Extrait du document =
************
INTERVIEW ROGER-MARC VANDE VOORDE. Part 2 : 1982-1987

LIVE FOR EACH MOMENT/ VIVRE POUR CHAQUE INSTANT


D : Pourquoi les 2 pochettes : le tableau de Goya pour Sandwich records et la pochette New Rose ?
RM : je sais pas. C’etait leur idée. Je crois qu’ils avaient des graphistes à eux, et qu’ils voulaient un certain style de pochette.
D : ZAS débute l’album, ce sera aussi le dernier de Prime Story.
RM : c’est un morceau de Luc Van Acker. C’est dommage, mais JJ s’est tres mal entendu avec Luc. Il etait très exclusif…
D : C’est lui qui chante sur Winston & Julia ?
RM : c’est lui. On avait fait plusieurs prises, et on y arrivait pas. Alors JJ a dit : je peux essayer ? Et c’etait parfait, on l’a gardé comme ca. JJ a dit, vous êtes sûr ? et nous, oui oui oui !
D : c’est lui aussi qui chante Je T’ai Toujours Aimée ?

RM : Oui. on a enregistré ce truc en quelques heures. On terminait l’album, il nous restait même pas une demi-journée de studio, et Michel Lambot s’est pointé et a dit : “ oh les gars, ca va pas du tout, vous avez que 8 morceaux ? ca fait pas le compte, il en manque un “ (rires) ! Alors JJ a ouvert le carnet de Bubu… Il etait tres prolifique et avait toujours des textes en plus. JJ a choisi celui là. C’est lui qui chante et qui joue de la basse. L’album, on l’a fait avec de la coc’ et de la Duvel. La Duvel ? C’est une bière, ca veut dire Devil en flamand.

WINSTON & JULIA (12" remix)

D : je trouve que le remix de Winston & Julia n’est pas aussi bien que l’original.
RM : c’est vrai. JJ a jamais été tres bon pour les remix. Mais Lark, le label, en voulait un, alors il a dit OK.
D : Parties Dance est vraiment un morceau extraordinaire.
RM : ah oui ! En fait c’est basé sur la même rythmique que NBCGmbh, qu’on a passé au ralenti. On l’a fait en une prise. JJ a improvisé des trucs en se basant sur un texte de Bubu : balancez les couilles, agitez le zizi… (rires). Moi j’etais aux claviers.

LIVE

D : c’est à cette époque là que vous commencez à jouer live.
RM : je crois que le premier concert a dû être fin 1981, un festival qui s’appelait « the first belgian rythm’n’box contest »
D : qu’est ce que vous aviez comme matériel sur scène ?
RM : et bien, j’etais au chant, guitare et claviers, Martine chant, claviers et percussions, kloot basse et guitares et France chant et percussions. On avait aussi un Atari qu’on appelait Atari 1040 parce qu’il avait 1Mo de mémoire.
************
Extrait de données =

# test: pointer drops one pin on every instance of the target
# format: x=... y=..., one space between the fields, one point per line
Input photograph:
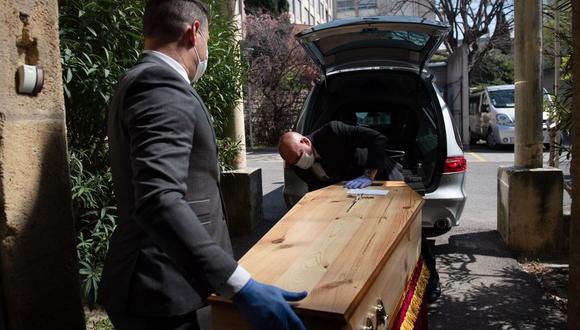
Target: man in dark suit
x=339 y=152
x=171 y=248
************
Énoncé = Recopiez le passage de l'entretien avec Roger-Marc Vande Voorde qui commence par "D : qu’est ce" et se poursuit jusqu'à "1Mo de mémoire.". Remplacez "matériel" par "équipement".

Tâche réalisée =
D : qu’est ce que vous aviez comme équipement sur scène ?
RM : et bien, j’etais au chant, guitare et claviers, Martine chant, claviers et percussions, kloot basse et guitares et France chant et percussions. On avait aussi un Atari qu’on appelait Atari 1040 parce qu’il avait 1Mo de mémoire.